• **What to produce**: Format the stretch of data below, from the line containing "of the blue" through the end of the data, as a JSON list of strings with one string per line, skipping blank lines. Leave the pictures out.

Stored data entries:
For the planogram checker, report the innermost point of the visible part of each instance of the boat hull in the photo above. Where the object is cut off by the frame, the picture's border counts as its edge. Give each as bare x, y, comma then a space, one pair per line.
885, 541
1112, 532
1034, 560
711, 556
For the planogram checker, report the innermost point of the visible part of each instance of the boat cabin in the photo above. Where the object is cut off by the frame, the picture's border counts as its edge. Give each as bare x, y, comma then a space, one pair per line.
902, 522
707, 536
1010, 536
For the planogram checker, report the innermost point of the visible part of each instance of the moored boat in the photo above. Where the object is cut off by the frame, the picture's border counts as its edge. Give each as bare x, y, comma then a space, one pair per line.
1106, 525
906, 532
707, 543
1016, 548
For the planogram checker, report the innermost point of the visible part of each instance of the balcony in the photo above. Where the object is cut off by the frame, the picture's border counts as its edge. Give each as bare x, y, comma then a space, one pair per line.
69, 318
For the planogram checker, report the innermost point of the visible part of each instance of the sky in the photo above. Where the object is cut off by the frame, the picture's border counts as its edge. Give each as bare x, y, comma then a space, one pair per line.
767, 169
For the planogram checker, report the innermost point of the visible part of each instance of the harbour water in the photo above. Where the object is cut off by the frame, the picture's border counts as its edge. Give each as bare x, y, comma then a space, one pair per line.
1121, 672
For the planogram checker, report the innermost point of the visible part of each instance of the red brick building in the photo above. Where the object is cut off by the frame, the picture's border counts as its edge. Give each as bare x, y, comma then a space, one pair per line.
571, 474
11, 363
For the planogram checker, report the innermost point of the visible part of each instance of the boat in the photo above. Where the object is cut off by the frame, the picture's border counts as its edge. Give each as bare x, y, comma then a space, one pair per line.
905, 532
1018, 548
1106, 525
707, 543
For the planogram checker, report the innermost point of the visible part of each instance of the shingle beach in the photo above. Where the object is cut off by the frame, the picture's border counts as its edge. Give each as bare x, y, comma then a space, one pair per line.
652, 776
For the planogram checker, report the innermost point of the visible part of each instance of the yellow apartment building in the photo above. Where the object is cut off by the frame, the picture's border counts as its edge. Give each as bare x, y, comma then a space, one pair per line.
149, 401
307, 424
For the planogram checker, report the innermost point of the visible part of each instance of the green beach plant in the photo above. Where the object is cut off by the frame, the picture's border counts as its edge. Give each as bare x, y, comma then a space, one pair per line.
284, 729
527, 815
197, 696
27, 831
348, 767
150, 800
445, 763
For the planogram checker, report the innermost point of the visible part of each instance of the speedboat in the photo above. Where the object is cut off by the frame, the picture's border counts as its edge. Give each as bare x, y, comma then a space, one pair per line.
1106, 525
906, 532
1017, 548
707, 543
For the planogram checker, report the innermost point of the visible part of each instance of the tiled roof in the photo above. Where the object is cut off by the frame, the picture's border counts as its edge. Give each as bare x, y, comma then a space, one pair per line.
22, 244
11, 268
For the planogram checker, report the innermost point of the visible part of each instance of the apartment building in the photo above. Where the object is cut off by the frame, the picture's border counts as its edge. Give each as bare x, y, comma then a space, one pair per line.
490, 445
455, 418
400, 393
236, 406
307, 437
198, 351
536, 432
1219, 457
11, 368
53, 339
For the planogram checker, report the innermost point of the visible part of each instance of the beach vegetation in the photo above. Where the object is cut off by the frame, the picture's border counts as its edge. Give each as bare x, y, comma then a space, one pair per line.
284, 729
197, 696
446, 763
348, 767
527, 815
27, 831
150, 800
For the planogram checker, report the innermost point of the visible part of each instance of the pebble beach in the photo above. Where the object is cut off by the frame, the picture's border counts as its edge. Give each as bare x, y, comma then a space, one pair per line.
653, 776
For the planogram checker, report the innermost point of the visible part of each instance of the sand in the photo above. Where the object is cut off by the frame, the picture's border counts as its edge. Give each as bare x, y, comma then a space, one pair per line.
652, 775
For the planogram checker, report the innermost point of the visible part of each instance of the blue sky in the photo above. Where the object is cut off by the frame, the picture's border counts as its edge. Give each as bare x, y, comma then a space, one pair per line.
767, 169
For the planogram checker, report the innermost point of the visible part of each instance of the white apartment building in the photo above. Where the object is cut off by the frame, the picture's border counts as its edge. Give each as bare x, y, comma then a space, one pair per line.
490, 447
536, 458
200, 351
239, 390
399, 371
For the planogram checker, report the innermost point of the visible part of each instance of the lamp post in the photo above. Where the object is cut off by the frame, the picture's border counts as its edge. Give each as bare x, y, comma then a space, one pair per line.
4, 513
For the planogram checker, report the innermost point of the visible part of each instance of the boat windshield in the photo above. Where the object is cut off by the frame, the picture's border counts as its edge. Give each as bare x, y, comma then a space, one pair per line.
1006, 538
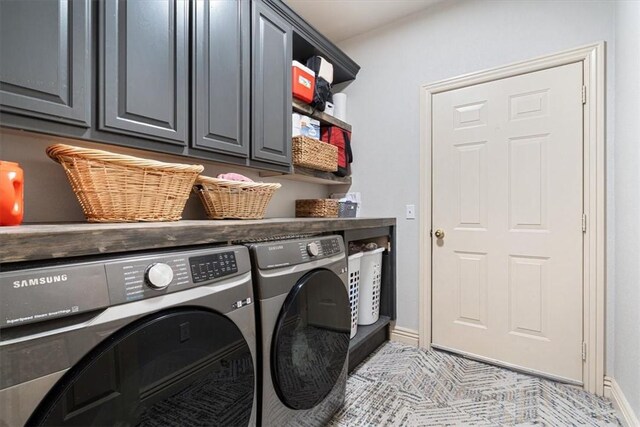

• **Solution for this problem**:
[
  "For the planogram checker, report the innermost point of the visible part of each instance of the blue sky in the photo above. Where the object is cut off by the frame, the picture's border counts as its edge. Give each as bare x, y, comma then a space, one pair per line.",
  "767, 169",
  "For the planogram checker, report the innermost point of the visible part of each instance of the white apartment building in the photo above. Where the object is cut off by the frame, the picture's border counts as its edge. Give each as bare x, y, comma then a space, one pair per line.",
  "490, 447",
  "536, 458",
  "200, 351",
  "239, 390",
  "399, 371",
  "For the planogram checker, report the innermost point of the visible part of each instance of the lamp post in the photo above. Where the object is cut off by the frame, the picture's border counts as its edge. Give each as bare x, y, comma then a space, one pair per line.",
  "4, 513",
  "For the planogram checker, report the innermost point of the visible part of each instance of the boat windshield in the photo above. Where the object is cut off by the frame, the picture's border counts as its edge. Give each as bare x, y, comma then a space, one pair per line.",
  "1006, 538"
]